- [Short exercise]:
Lay out the lines of the records below, from the line containing "of the person" through the end of the records, inclusive, as a Markdown table with the columns Row and Text. Leave out blank lines and pictures.
## Begin Material provided
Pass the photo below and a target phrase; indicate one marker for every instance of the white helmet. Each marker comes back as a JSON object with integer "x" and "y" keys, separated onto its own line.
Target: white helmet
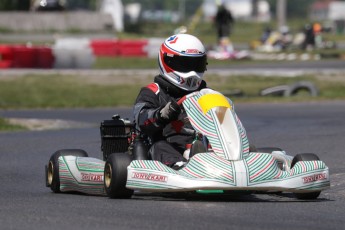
{"x": 182, "y": 61}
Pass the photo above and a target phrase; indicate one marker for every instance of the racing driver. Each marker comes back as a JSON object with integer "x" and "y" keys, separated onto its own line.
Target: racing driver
{"x": 182, "y": 62}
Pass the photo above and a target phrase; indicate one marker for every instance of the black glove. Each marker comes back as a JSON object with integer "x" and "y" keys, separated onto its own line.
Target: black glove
{"x": 169, "y": 112}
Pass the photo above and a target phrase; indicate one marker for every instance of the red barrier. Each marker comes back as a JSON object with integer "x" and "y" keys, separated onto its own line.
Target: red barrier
{"x": 44, "y": 57}
{"x": 133, "y": 48}
{"x": 6, "y": 56}
{"x": 23, "y": 57}
{"x": 105, "y": 47}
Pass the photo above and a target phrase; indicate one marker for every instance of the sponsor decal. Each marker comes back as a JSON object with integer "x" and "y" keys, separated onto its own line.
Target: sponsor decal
{"x": 315, "y": 177}
{"x": 92, "y": 177}
{"x": 149, "y": 176}
{"x": 172, "y": 39}
{"x": 192, "y": 51}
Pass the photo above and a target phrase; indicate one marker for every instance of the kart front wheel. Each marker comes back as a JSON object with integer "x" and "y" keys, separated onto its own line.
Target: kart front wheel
{"x": 115, "y": 176}
{"x": 306, "y": 157}
{"x": 52, "y": 169}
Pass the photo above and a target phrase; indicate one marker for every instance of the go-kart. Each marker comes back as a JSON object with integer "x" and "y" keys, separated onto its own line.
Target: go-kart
{"x": 221, "y": 159}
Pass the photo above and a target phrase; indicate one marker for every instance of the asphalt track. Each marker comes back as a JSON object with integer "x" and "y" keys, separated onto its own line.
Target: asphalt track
{"x": 25, "y": 202}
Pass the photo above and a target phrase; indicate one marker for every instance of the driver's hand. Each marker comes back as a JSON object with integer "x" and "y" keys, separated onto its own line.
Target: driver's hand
{"x": 169, "y": 112}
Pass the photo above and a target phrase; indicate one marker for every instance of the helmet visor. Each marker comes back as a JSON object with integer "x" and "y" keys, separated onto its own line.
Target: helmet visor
{"x": 186, "y": 64}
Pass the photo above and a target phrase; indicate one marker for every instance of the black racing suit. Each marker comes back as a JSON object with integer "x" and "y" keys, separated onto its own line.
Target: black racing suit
{"x": 168, "y": 140}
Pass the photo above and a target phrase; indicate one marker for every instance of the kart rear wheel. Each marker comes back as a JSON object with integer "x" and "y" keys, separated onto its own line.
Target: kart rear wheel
{"x": 115, "y": 176}
{"x": 306, "y": 157}
{"x": 52, "y": 169}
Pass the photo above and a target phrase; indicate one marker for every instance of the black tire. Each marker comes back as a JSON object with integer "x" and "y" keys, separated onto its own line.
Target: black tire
{"x": 115, "y": 176}
{"x": 306, "y": 157}
{"x": 52, "y": 169}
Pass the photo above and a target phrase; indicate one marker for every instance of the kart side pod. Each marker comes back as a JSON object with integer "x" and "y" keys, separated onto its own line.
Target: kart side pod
{"x": 225, "y": 131}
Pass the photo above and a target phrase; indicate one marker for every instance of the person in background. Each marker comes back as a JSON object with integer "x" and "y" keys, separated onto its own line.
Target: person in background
{"x": 224, "y": 22}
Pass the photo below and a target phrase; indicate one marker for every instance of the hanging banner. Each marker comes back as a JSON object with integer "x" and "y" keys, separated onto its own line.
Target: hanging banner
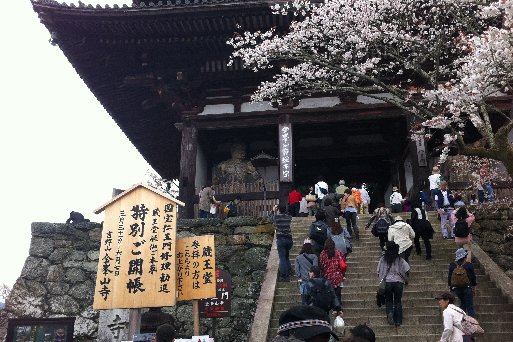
{"x": 421, "y": 152}
{"x": 137, "y": 254}
{"x": 195, "y": 268}
{"x": 220, "y": 305}
{"x": 286, "y": 160}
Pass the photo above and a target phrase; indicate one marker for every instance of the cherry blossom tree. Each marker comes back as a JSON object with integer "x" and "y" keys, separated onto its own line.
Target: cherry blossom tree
## End Material provided
- [Task result]:
| Row | Text |
|---|---|
| 1 | Pass the photo above and a target phrase; indicate one marker for every instance of the person in background. Each marker comes back as a JSON object with integer "x" and "y" keys, separated onto its own line. |
| 2 | Target: person in background |
| 3 | {"x": 224, "y": 22} |
| 4 | Pass the photo below and a target phrase; indicate one marker for every instance of the hanging banner. Each marker comes back as a JSON object with integer "x" and "y" keys, separated onto its own line. |
| 5 | Target: hanging banner |
| 6 | {"x": 421, "y": 152} |
| 7 | {"x": 137, "y": 254} |
| 8 | {"x": 195, "y": 268} |
| 9 | {"x": 220, "y": 305} |
| 10 | {"x": 286, "y": 160} |
| 11 | Pass the photo above and a target phrase; indicate one marker for every instance of the cherry blossom tree. Each marker comes back as a JSON object with integer "x" and "y" keys, separated onto its own line. |
| 12 | Target: cherry blossom tree |